** Begin **

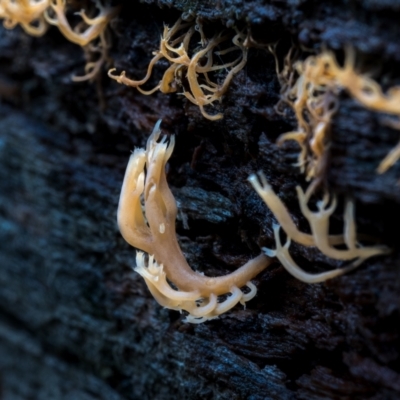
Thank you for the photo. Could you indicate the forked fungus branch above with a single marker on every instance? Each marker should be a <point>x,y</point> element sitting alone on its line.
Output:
<point>153,231</point>
<point>319,237</point>
<point>175,48</point>
<point>313,96</point>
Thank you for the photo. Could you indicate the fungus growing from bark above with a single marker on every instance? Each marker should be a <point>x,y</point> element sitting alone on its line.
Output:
<point>319,237</point>
<point>27,13</point>
<point>184,68</point>
<point>314,99</point>
<point>90,33</point>
<point>152,230</point>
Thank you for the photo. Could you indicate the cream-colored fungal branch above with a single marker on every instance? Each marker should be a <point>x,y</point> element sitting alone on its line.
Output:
<point>191,68</point>
<point>26,13</point>
<point>90,33</point>
<point>311,89</point>
<point>152,230</point>
<point>319,237</point>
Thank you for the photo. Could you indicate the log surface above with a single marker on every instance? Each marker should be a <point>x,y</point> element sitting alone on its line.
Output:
<point>77,323</point>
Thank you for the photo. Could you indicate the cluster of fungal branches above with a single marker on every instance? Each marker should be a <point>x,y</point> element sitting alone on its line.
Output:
<point>190,68</point>
<point>150,227</point>
<point>311,88</point>
<point>90,32</point>
<point>320,236</point>
<point>27,13</point>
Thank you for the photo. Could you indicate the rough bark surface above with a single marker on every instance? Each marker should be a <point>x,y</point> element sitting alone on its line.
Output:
<point>77,323</point>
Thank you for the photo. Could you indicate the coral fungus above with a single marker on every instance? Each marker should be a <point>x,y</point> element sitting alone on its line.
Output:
<point>27,13</point>
<point>176,49</point>
<point>152,230</point>
<point>90,33</point>
<point>319,237</point>
<point>314,99</point>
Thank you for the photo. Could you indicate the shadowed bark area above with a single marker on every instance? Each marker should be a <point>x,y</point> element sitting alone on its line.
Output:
<point>77,323</point>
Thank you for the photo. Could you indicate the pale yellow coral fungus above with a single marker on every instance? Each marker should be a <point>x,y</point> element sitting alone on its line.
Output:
<point>184,67</point>
<point>319,237</point>
<point>27,13</point>
<point>313,97</point>
<point>152,230</point>
<point>90,33</point>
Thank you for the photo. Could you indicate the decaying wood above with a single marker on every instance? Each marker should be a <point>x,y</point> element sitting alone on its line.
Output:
<point>77,323</point>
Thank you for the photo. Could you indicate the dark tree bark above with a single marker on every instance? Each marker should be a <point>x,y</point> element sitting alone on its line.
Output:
<point>77,323</point>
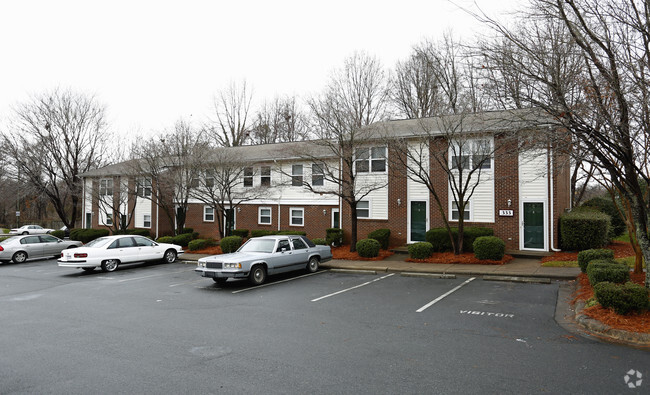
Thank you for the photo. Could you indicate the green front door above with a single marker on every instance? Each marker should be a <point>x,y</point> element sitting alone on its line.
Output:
<point>418,221</point>
<point>534,225</point>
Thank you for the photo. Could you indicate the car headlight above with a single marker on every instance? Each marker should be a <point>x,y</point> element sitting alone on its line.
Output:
<point>232,265</point>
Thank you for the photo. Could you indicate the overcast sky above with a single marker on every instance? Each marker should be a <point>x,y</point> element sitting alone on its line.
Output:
<point>152,62</point>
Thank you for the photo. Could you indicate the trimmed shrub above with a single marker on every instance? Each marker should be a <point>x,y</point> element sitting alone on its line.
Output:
<point>58,233</point>
<point>334,236</point>
<point>623,298</point>
<point>230,244</point>
<point>262,232</point>
<point>607,206</point>
<point>602,270</point>
<point>368,248</point>
<point>586,256</point>
<point>243,233</point>
<point>584,229</point>
<point>86,235</point>
<point>489,247</point>
<point>382,236</point>
<point>199,244</point>
<point>183,239</point>
<point>421,250</point>
<point>439,237</point>
<point>292,233</point>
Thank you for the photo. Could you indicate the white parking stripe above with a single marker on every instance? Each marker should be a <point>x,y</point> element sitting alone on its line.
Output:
<point>439,298</point>
<point>277,282</point>
<point>355,287</point>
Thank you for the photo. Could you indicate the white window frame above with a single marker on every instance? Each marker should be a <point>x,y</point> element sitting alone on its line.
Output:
<point>206,214</point>
<point>302,216</point>
<point>260,216</point>
<point>369,209</point>
<point>468,209</point>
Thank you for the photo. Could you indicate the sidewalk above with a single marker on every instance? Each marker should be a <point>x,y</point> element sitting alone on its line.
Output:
<point>518,267</point>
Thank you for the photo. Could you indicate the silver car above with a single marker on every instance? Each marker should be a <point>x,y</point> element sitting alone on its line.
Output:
<point>21,248</point>
<point>262,256</point>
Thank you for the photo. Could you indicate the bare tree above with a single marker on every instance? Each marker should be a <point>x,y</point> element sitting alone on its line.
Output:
<point>280,121</point>
<point>173,165</point>
<point>231,110</point>
<point>612,117</point>
<point>356,96</point>
<point>53,138</point>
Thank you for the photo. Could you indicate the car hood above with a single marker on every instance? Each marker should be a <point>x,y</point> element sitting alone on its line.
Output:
<point>236,257</point>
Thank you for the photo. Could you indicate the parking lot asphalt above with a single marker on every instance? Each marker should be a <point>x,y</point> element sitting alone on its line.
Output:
<point>160,328</point>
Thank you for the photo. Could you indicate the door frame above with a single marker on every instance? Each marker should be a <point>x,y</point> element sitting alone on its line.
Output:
<point>408,218</point>
<point>521,224</point>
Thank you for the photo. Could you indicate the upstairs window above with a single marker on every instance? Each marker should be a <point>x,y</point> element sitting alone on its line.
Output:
<point>248,177</point>
<point>106,187</point>
<point>265,176</point>
<point>317,176</point>
<point>296,175</point>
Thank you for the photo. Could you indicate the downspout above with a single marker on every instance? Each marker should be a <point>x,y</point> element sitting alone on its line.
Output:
<point>552,179</point>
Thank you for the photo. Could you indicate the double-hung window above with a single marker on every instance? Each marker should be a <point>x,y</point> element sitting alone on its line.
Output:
<point>264,216</point>
<point>296,175</point>
<point>248,177</point>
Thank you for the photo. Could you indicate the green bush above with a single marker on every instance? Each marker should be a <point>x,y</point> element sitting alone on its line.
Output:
<point>262,232</point>
<point>489,247</point>
<point>382,236</point>
<point>86,235</point>
<point>230,244</point>
<point>583,230</point>
<point>421,250</point>
<point>586,256</point>
<point>183,239</point>
<point>243,233</point>
<point>334,236</point>
<point>368,248</point>
<point>199,244</point>
<point>58,233</point>
<point>439,237</point>
<point>603,270</point>
<point>623,298</point>
<point>607,206</point>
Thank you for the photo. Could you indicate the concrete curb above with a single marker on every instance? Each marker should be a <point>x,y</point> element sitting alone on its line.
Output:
<point>597,327</point>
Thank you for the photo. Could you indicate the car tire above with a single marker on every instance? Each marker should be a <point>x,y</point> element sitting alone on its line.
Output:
<point>257,275</point>
<point>110,265</point>
<point>219,280</point>
<point>313,264</point>
<point>19,257</point>
<point>170,256</point>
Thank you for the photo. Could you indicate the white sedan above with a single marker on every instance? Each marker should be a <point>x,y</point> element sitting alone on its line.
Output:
<point>30,230</point>
<point>111,251</point>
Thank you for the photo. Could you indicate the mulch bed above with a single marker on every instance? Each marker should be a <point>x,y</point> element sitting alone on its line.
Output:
<point>621,250</point>
<point>466,258</point>
<point>343,252</point>
<point>635,322</point>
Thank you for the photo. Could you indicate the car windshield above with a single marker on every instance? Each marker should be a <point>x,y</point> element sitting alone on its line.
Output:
<point>98,243</point>
<point>258,245</point>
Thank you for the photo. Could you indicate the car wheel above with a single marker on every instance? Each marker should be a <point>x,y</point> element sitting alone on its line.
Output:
<point>19,257</point>
<point>257,276</point>
<point>219,280</point>
<point>110,265</point>
<point>170,256</point>
<point>312,266</point>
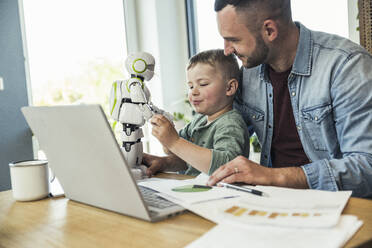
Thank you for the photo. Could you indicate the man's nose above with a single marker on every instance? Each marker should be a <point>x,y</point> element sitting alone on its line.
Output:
<point>195,91</point>
<point>228,49</point>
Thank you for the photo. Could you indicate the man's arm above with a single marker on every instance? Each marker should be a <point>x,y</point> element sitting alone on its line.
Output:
<point>244,170</point>
<point>351,113</point>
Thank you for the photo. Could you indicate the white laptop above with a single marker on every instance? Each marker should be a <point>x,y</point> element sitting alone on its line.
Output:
<point>86,158</point>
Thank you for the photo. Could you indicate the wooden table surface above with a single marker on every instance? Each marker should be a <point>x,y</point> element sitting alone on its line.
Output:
<point>59,222</point>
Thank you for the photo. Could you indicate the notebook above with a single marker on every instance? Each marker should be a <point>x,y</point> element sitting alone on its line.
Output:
<point>85,157</point>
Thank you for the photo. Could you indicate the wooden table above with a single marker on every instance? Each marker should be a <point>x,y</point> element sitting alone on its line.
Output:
<point>59,222</point>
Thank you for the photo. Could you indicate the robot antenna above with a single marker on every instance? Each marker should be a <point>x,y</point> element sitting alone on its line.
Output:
<point>139,65</point>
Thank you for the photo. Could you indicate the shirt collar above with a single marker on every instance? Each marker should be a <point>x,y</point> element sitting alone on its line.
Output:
<point>303,60</point>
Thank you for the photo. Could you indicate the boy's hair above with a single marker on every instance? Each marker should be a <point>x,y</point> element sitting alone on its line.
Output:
<point>227,65</point>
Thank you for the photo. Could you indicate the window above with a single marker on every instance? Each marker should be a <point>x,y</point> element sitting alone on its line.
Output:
<point>76,49</point>
<point>317,15</point>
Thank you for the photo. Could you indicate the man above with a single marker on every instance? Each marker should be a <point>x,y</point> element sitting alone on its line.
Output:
<point>307,96</point>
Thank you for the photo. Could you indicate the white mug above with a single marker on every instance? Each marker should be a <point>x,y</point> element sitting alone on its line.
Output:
<point>30,179</point>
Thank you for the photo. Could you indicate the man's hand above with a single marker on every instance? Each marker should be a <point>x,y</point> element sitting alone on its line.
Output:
<point>154,164</point>
<point>164,131</point>
<point>246,171</point>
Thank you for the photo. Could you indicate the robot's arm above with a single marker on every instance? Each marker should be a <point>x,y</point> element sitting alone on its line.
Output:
<point>157,110</point>
<point>115,99</point>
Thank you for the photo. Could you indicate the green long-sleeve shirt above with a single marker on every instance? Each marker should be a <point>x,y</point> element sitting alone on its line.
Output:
<point>227,137</point>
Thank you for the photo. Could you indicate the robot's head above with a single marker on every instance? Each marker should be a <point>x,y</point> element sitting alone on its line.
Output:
<point>141,64</point>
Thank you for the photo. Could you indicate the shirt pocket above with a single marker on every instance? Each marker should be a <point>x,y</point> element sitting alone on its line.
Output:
<point>317,120</point>
<point>253,117</point>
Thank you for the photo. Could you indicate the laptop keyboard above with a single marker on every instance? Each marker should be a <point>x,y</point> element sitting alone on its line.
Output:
<point>150,197</point>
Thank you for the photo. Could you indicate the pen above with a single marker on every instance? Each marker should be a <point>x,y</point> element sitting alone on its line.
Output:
<point>248,190</point>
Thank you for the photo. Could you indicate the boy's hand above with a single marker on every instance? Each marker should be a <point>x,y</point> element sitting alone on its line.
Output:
<point>164,131</point>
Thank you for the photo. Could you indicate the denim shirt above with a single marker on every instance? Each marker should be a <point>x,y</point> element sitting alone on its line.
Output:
<point>330,85</point>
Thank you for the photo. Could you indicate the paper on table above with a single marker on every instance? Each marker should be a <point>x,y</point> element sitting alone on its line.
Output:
<point>166,186</point>
<point>289,207</point>
<point>232,235</point>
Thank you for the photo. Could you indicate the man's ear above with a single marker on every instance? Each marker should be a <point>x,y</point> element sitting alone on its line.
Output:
<point>232,87</point>
<point>269,30</point>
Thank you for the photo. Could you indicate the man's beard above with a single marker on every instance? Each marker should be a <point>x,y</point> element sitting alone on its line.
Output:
<point>258,56</point>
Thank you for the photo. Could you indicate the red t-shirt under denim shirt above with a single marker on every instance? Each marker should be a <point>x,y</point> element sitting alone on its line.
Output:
<point>286,147</point>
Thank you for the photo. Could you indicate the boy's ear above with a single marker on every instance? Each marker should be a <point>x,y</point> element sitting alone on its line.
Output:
<point>232,87</point>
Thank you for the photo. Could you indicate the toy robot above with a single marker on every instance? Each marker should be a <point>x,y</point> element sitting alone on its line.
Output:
<point>130,105</point>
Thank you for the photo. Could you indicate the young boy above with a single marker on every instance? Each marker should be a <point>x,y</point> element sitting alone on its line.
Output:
<point>217,134</point>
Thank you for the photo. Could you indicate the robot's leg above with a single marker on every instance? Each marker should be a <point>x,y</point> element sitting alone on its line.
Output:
<point>133,149</point>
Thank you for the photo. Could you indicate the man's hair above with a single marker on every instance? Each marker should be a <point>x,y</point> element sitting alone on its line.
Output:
<point>256,11</point>
<point>227,65</point>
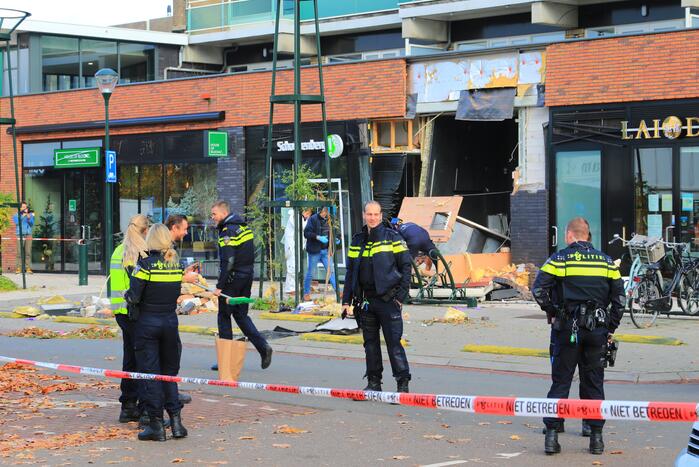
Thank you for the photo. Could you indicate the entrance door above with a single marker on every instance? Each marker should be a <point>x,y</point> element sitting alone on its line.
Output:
<point>578,186</point>
<point>82,206</point>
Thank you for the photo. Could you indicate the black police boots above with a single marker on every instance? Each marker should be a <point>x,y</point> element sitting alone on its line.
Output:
<point>178,430</point>
<point>374,384</point>
<point>596,441</point>
<point>266,357</point>
<point>155,431</point>
<point>551,445</point>
<point>129,412</point>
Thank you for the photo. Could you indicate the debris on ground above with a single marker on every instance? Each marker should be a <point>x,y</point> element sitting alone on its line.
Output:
<point>26,310</point>
<point>89,332</point>
<point>194,299</point>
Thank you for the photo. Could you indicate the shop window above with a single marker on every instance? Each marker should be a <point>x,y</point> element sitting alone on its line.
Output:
<point>95,55</point>
<point>136,62</point>
<point>393,136</point>
<point>689,197</point>
<point>60,65</point>
<point>653,191</point>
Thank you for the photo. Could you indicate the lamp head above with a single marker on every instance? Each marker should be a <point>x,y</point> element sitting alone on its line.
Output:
<point>106,80</point>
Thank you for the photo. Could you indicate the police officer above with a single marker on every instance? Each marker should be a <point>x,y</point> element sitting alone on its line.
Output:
<point>121,265</point>
<point>418,240</point>
<point>152,300</point>
<point>377,284</point>
<point>588,282</point>
<point>237,256</point>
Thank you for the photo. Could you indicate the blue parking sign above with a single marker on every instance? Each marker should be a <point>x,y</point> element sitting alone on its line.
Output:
<point>111,166</point>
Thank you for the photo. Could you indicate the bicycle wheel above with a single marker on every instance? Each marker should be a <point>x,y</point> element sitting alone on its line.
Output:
<point>688,295</point>
<point>641,315</point>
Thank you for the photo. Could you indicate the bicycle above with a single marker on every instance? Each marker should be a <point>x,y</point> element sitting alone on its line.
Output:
<point>654,293</point>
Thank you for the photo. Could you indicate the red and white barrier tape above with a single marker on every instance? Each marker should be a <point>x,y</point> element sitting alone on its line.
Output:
<point>508,406</point>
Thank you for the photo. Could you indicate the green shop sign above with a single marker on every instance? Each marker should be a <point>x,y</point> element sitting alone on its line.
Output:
<point>217,144</point>
<point>80,157</point>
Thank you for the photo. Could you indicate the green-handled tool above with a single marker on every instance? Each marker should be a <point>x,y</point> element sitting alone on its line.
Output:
<point>230,300</point>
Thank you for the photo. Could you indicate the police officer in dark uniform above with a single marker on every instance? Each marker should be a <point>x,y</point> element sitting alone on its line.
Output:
<point>237,257</point>
<point>151,301</point>
<point>377,284</point>
<point>417,238</point>
<point>575,287</point>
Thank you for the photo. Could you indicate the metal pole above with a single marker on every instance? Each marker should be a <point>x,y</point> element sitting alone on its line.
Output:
<point>108,240</point>
<point>14,153</point>
<point>297,117</point>
<point>325,139</point>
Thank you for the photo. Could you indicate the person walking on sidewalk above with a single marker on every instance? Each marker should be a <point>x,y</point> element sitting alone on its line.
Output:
<point>26,222</point>
<point>121,266</point>
<point>152,300</point>
<point>589,282</point>
<point>237,256</point>
<point>377,284</point>
<point>317,232</point>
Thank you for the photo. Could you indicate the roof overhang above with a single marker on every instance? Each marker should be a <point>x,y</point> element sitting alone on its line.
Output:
<point>104,32</point>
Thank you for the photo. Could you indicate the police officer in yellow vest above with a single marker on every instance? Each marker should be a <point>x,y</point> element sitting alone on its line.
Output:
<point>122,263</point>
<point>152,300</point>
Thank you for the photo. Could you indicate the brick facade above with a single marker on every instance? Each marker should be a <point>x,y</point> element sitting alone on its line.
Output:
<point>623,69</point>
<point>366,90</point>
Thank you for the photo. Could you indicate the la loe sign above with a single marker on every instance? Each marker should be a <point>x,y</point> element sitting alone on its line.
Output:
<point>335,146</point>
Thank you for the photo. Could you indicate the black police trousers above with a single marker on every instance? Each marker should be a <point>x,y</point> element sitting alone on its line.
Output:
<point>239,287</point>
<point>588,354</point>
<point>388,317</point>
<point>158,350</point>
<point>131,389</point>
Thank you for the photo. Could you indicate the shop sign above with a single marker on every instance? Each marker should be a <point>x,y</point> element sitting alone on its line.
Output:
<point>672,128</point>
<point>72,158</point>
<point>335,146</point>
<point>217,144</point>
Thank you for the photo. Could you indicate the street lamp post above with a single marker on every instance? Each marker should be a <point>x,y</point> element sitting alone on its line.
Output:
<point>106,82</point>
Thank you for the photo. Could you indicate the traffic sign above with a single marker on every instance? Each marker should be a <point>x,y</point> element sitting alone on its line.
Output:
<point>110,166</point>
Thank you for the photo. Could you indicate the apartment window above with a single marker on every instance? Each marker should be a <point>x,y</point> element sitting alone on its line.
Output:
<point>60,63</point>
<point>136,62</point>
<point>95,55</point>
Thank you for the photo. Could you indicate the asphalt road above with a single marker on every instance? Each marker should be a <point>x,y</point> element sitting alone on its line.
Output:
<point>363,433</point>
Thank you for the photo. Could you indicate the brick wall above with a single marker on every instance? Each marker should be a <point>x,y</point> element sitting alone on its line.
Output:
<point>366,90</point>
<point>230,171</point>
<point>623,69</point>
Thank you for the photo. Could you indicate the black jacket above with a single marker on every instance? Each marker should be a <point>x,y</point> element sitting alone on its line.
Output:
<point>390,260</point>
<point>155,284</point>
<point>316,226</point>
<point>236,249</point>
<point>579,274</point>
<point>417,238</point>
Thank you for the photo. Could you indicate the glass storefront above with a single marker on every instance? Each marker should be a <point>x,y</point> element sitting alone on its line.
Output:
<point>158,174</point>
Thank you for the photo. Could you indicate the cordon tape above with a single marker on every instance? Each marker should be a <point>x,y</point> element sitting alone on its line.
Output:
<point>508,406</point>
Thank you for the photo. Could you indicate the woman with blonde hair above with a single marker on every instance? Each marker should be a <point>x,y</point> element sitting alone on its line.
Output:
<point>152,295</point>
<point>121,265</point>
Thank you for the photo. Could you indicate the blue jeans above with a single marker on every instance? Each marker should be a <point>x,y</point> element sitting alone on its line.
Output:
<point>313,259</point>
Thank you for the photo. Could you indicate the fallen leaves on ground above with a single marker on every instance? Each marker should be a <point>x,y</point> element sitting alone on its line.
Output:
<point>89,332</point>
<point>289,430</point>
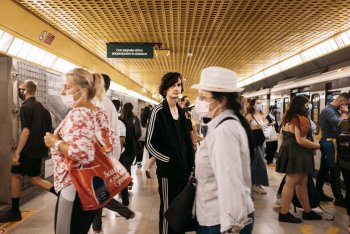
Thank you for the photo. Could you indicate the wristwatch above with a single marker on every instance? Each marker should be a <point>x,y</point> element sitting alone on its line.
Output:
<point>56,146</point>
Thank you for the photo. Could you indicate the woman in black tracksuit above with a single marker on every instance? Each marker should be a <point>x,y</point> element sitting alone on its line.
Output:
<point>168,140</point>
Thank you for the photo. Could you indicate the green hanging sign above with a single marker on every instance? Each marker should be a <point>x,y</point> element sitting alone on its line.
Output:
<point>132,50</point>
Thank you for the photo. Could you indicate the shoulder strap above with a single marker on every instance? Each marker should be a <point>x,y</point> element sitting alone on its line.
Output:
<point>223,120</point>
<point>255,119</point>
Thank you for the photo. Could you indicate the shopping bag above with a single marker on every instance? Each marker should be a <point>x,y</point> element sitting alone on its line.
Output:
<point>100,180</point>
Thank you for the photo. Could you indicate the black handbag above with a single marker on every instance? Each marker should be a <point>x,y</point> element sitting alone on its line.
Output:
<point>258,135</point>
<point>179,214</point>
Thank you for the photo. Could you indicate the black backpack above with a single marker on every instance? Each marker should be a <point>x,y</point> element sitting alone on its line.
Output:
<point>343,148</point>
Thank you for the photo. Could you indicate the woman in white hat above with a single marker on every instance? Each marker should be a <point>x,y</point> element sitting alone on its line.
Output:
<point>223,197</point>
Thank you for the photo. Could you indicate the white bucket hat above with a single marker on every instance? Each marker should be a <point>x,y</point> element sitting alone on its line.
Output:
<point>218,79</point>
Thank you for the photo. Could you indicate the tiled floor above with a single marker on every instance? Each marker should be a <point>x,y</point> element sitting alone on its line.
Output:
<point>144,199</point>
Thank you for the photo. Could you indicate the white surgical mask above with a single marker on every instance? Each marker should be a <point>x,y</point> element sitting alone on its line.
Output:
<point>259,107</point>
<point>68,100</point>
<point>309,107</point>
<point>202,109</point>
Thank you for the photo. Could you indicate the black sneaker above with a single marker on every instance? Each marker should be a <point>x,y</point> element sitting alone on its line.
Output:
<point>324,197</point>
<point>10,216</point>
<point>340,202</point>
<point>311,216</point>
<point>288,218</point>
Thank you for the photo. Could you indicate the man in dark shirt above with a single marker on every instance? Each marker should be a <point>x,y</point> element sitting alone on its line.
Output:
<point>329,119</point>
<point>35,122</point>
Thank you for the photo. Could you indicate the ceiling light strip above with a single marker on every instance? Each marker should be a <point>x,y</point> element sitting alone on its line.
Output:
<point>330,45</point>
<point>16,47</point>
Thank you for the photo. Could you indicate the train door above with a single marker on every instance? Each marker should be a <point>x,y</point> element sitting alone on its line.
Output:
<point>278,114</point>
<point>315,111</point>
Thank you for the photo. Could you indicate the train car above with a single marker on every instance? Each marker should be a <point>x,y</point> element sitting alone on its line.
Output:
<point>12,72</point>
<point>322,88</point>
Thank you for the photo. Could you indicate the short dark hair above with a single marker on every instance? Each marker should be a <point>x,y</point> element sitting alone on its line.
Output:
<point>296,107</point>
<point>117,104</point>
<point>168,80</point>
<point>273,107</point>
<point>107,81</point>
<point>30,86</point>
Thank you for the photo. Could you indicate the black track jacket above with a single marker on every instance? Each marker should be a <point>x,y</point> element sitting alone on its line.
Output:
<point>163,142</point>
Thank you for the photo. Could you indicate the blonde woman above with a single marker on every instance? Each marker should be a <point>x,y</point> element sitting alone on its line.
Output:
<point>74,139</point>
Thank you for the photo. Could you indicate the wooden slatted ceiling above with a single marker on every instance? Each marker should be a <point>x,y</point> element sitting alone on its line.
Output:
<point>243,35</point>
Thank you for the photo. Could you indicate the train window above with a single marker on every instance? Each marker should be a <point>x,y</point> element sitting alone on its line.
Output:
<point>331,96</point>
<point>285,104</point>
<point>315,111</point>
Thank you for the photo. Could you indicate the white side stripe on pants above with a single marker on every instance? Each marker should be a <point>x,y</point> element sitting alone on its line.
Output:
<point>165,203</point>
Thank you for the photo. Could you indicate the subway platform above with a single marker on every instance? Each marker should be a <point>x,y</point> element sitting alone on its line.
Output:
<point>38,213</point>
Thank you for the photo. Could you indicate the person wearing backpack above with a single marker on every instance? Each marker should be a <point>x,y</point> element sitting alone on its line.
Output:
<point>328,121</point>
<point>271,142</point>
<point>133,134</point>
<point>343,148</point>
<point>35,122</point>
<point>223,196</point>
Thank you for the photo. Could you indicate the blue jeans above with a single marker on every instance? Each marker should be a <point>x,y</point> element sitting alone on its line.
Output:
<point>216,229</point>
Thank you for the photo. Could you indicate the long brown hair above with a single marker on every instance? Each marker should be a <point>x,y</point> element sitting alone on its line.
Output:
<point>297,107</point>
<point>251,108</point>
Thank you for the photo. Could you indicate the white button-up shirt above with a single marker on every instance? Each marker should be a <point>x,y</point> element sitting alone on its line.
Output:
<point>223,176</point>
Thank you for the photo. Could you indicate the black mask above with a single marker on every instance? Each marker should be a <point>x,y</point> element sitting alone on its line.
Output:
<point>21,94</point>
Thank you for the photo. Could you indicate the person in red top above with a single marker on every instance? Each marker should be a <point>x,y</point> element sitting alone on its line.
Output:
<point>74,139</point>
<point>296,159</point>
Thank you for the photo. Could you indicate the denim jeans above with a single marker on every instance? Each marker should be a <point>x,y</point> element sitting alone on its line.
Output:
<point>216,229</point>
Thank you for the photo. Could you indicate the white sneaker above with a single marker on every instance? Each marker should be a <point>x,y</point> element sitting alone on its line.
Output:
<point>277,200</point>
<point>134,223</point>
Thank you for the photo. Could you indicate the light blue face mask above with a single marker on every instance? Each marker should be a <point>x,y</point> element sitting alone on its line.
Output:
<point>309,107</point>
<point>259,107</point>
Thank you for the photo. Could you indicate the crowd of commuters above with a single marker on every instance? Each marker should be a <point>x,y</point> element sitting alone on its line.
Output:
<point>222,138</point>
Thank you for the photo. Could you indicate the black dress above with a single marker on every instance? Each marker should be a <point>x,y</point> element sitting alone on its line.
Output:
<point>292,157</point>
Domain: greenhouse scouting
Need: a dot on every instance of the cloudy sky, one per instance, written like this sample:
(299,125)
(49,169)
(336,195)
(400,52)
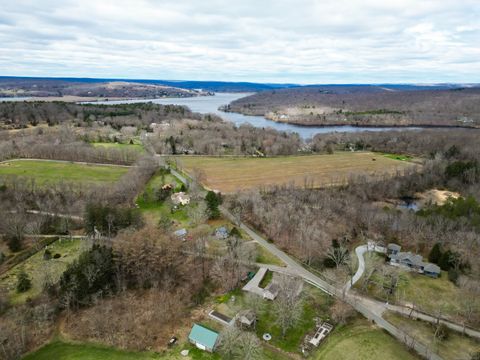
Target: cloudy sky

** End **

§ **Required task**
Copy exactly the lines from the one containing "Thank you for the photo. Could you indicate the denim jeans" through the last line of the records above, including both, and omit every picture.

§ **Result**
Thank you for the photo. Could you indicate the denim jeans above with a single marker on every instance? Each marker should be a <point>x,y</point> element sitting alone on its line.
Output:
<point>216,229</point>
Thank you for the photo. Could you indicate the white sneaker above with a single marker on every instance? Each marker should be a <point>x,y</point> element sitting alone on its line.
Output:
<point>277,200</point>
<point>134,223</point>
Thank you for the photo. Could you indicate the light blue face mask above with a single marker on every instance? Each marker should be a <point>x,y</point> element sitting alone on its line.
Output:
<point>309,107</point>
<point>259,107</point>
Thank you for the photo. Could you indicate the crowd of commuters above with a single marker on every instance? Each marker should be a <point>x,y</point> element sitting alone on its line.
Output:
<point>222,138</point>
Thank you for the photo. Could you indicate the black dress above with a single marker on every instance? Each marker should be a <point>x,y</point> element sitting alone on its line.
Output:
<point>292,157</point>
Domain: greenhouse scouting
Need: a dot on every instance of the cloudy sky, one per instance, written like this sample:
(299,125)
(49,169)
(336,195)
(400,52)
Target: cloudy sky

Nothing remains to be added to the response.